### Exercise directions
Copy the records below without altering a single word.

== Information

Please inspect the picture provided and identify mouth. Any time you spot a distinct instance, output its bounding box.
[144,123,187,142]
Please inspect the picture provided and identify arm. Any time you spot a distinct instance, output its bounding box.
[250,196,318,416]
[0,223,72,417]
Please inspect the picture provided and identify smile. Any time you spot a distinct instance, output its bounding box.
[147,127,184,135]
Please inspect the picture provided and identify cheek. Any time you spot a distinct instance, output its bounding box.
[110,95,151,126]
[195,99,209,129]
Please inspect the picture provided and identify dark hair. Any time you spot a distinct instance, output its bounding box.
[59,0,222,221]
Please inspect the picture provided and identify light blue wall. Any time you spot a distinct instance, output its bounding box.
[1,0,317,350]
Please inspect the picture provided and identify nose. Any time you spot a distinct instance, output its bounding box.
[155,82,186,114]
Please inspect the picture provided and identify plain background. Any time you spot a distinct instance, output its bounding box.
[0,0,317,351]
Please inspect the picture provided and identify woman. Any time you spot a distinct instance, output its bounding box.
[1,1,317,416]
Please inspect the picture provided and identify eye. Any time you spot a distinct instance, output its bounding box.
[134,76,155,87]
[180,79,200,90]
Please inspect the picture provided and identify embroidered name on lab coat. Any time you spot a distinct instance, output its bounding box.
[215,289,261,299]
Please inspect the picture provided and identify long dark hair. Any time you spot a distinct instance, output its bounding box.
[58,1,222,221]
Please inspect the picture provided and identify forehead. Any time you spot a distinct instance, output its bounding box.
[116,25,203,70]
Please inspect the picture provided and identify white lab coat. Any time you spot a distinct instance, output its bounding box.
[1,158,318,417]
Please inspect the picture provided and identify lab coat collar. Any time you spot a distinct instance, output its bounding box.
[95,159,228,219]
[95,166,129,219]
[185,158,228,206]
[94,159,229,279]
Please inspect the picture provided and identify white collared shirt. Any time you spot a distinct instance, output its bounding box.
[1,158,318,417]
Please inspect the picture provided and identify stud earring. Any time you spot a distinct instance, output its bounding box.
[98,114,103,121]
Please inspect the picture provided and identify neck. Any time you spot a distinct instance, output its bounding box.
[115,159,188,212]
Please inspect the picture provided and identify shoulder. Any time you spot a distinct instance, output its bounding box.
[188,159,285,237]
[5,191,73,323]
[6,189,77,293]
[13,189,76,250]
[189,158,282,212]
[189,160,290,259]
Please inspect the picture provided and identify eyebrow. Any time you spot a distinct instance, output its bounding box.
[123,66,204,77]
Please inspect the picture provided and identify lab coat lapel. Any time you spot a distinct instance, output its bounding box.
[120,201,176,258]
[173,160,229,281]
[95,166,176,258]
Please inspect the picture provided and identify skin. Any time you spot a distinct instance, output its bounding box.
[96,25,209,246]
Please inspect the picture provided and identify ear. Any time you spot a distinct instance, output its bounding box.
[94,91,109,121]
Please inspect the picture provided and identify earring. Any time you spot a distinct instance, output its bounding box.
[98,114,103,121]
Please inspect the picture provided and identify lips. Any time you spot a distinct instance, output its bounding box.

====

### Exercise response
Please inspect the picture provided and identify mouth. Any time you spot a distinct instance, output its bounding box.
[144,123,187,142]
Please inspect the picture provided and identify arm. Any time you spot a distinct instance, output its bounding box.
[250,196,318,416]
[0,223,72,417]
Please inspect the picture provided and identify smile. Any time you spot a distinct instance, output its bounding box.
[147,127,184,135]
Please inspect the picture provided and identify cheek. Any time you spot a distinct instance, output its bounding box.
[110,95,151,126]
[195,99,209,129]
Please inspect the picture provided and identify dark hair. Any time you spot a distinct instance, output its bounding box.
[59,0,222,221]
Please inspect the picture provided and identify light blue wall. Any time you spot a distinct instance, output its bounding box.
[1,0,317,350]
Please inspect the picture provided and identify nose. Any time you spot a distinct instance, output its bounding box.
[155,82,186,114]
Please inspect the picture provided and identify plain background. Any time you spot a distinct instance, output its bounding box.
[0,0,317,351]
Please inspect the picture provided and identify woman. Any time you spot a distinct instance, output its bounding box.
[1,1,317,416]
Please inspect the picture provided and identify eye. Any time you spot a distinct instance, output its bounding box.
[134,76,155,87]
[180,79,200,90]
Please inspect the picture provided and identify embroidered name on lab coat. Any time you spot a distinct instance, output its bounding box.
[215,289,261,299]
Please inspect the picture provided and identify long dark hair. Any time you spot a distinct instance, output its bounding box.
[58,1,222,221]
Please inspect the picture provided and identify forehead. Any time you spot a distinct instance, output its bounding box.
[116,25,203,70]
Please inspect the picture provided and identify white lab coat. Any time you spot a distinct instance, output its bounding box.
[1,158,318,417]
Please inspect the picture provided and identify lab coat collar. Any time you spot a distinct instance, output its bounding box.
[95,159,228,219]
[95,166,129,219]
[185,158,228,206]
[94,159,229,279]
Please inspect the picture provided and identify white collared shirt. Any time you spot a distinct instance, output its bounding box.
[1,158,318,417]
Please inspect the picture provided and identify stud earring. Any time you spot a distinct instance, output its bounding box.
[98,114,103,121]
Please inspect the picture provided and identify neck. Any time you spot a distinct instance, output its bounding box.
[115,159,188,212]
Please inspect the picture provided and identify shoulder. Any time you spot a distinct instance, output its bounding box.
[188,159,285,237]
[5,191,73,323]
[6,189,77,293]
[13,189,76,250]
[189,158,282,212]
[189,160,290,259]
Please inspect the picture provided and identify eyebrow. Any time you spot a distinct instance, output its bounding box.
[123,66,204,77]
Please inspect the picture provided and identify lab coat lapel. Any time you spot a distinct instance, output its bounding box.
[120,201,176,258]
[173,160,229,281]
[95,166,176,258]
Please inspect the picture provided and identify skin. Any time you spot a distinct instance, output its bounding box.
[96,25,209,246]
Please inspect the picture provided and identify ear. Any time you spot a distinct instance, output its bounding box.
[94,91,109,121]
Please inspect the picture provided and identify earring. Any time you spot a distinct instance, output its bounding box.
[98,114,103,121]
Please inspect the picture provided and identify lips. Any time you spot a distinct instance, output its bounding box.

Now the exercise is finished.